[Выбранный фрагмент]

Примечания:
- Владимир Щербицкий – Первый секретарь ЦК КПСС Украины (25 мая 1972 – 28 сентября 1989). Сменив либерального Петра Шелеста, полностью поддерживал политический курс генерального секретаря ЦК КПСС Леонида Брежнева, отмеченный стагнацией, усилением давления на страны т.н. соц. лагеря, травлей интеллигенции.
- Хотя на графике «страха» и «надежды» Ильи Кабакова («график психического самочувствия художников «из подполья»), 1972 год отмечен на линии «страха» все еще восходящей к своему пику, который приходится на 1974-й.
- Аллюзия на картину «Психоделическая атака голубых кроликов» Олега Голосия неслучайна. В 1958–59 годах в Харькове состоялся суд над стилягами подпольного клуба «Голубая лошадь», чьи ночные хулиганские рейды сопровождались принудительным вовлечением в них одиноких прохожих – девушек, которых заставляли пересечь Сумскую в непристойных объятиях молодого человека (с акцентом на гениталиях) из группы. Контркультурные акции «Голубой лошади» содержали посягательство на официальную зону, ее ритуальное «осквернение», предвосхищая акционизм харьковских художников 1990-х годов.
- Речь идет о нонконформистских уличных выставках в Харькове середины 1960-х, одна из них, выставка «Под аркой» (май 1965), была устроена в глубине двора на Сумской улице. Участниками были художники из студии Алексея Щеглова (представителя раннего авангарда) – Вагрич Бахчанян, Владимир Ландкоф, Владимир Григоров и др.
- Іллюшина-Павлова Т. Тіло: Українська фотографія 70-90 рр. // Парта (Київ). 1997. № 1. С. 14–17; Іллюшина-Павлова Т. З ранніх років групи «Час» // Парта (Київ). 1998. № 2. С. 48–49; Іллюшина-Павлова Т. Jokes by Jack // Парта (Київ). 1998. № 2. С. 52–53.

[/Выбранный фрагмент]
[Перечень записей]

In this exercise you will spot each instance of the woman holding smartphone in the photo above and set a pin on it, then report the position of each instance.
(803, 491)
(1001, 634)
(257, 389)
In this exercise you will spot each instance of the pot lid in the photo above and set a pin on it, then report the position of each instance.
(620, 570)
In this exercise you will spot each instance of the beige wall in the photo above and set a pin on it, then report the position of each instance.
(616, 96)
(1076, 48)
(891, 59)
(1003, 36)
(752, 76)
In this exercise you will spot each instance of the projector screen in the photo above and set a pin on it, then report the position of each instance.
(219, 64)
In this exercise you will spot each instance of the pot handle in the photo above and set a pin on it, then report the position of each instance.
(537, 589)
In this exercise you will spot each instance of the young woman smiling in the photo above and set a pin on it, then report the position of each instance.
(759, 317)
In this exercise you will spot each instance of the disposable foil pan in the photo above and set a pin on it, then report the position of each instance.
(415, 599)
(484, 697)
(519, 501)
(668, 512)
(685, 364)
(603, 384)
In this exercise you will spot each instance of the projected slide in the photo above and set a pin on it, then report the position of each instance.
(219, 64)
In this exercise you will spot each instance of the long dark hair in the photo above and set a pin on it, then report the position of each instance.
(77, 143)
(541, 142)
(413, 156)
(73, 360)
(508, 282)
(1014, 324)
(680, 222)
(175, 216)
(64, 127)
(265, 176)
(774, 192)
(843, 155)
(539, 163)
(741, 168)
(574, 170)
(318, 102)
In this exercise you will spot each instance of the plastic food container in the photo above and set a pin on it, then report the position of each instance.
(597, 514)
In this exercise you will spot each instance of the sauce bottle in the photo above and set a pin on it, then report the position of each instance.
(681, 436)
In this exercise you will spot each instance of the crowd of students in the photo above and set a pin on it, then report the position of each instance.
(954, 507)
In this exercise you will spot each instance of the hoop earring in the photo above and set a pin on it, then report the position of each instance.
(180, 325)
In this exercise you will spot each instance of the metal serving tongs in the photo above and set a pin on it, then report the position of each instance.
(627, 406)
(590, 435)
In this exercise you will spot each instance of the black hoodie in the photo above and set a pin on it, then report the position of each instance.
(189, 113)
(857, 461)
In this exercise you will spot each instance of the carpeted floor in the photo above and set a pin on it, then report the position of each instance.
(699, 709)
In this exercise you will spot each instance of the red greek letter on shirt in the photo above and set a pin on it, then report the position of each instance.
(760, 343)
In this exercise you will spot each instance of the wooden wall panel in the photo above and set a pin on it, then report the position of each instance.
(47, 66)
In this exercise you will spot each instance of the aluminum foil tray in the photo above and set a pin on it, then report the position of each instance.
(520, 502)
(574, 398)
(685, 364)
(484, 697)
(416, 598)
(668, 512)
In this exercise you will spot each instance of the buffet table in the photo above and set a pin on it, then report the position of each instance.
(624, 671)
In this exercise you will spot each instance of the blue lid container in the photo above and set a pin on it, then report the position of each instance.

[/Перечень записей]
[Перечень записей]

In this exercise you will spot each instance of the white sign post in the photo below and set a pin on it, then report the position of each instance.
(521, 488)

[/Перечень записей]

> [Что сделать]
1 - Перечислите названия всех статей Т. Іллюшиної-Павлової, указанных во фрагменте.
2 - Почему, согласно фрагменту, аллюзия на картину «Психоделическая атака голубых кроликов» Олега Голосия неслучайна?
3 - Когда и где, по данным фрагмента, была устроена выставка «Под аркой»?
Записи взяты из другого источника.

> [Решения заданий]
1 - «Тіло: Українська фотографія 70-90 рр.», «З ранніх років групи «Час»», «Jokes by Jack».

2 - В 1958–59 годах в Харькове прошел суд над стилягами подпольного клуба «Голубая лошадь». Их ночные хулиганские рейды сопровождались принудительным вовлечением одиноких прохожих.

3 - В мае 1965 года, в глубине двора на Сумской улице.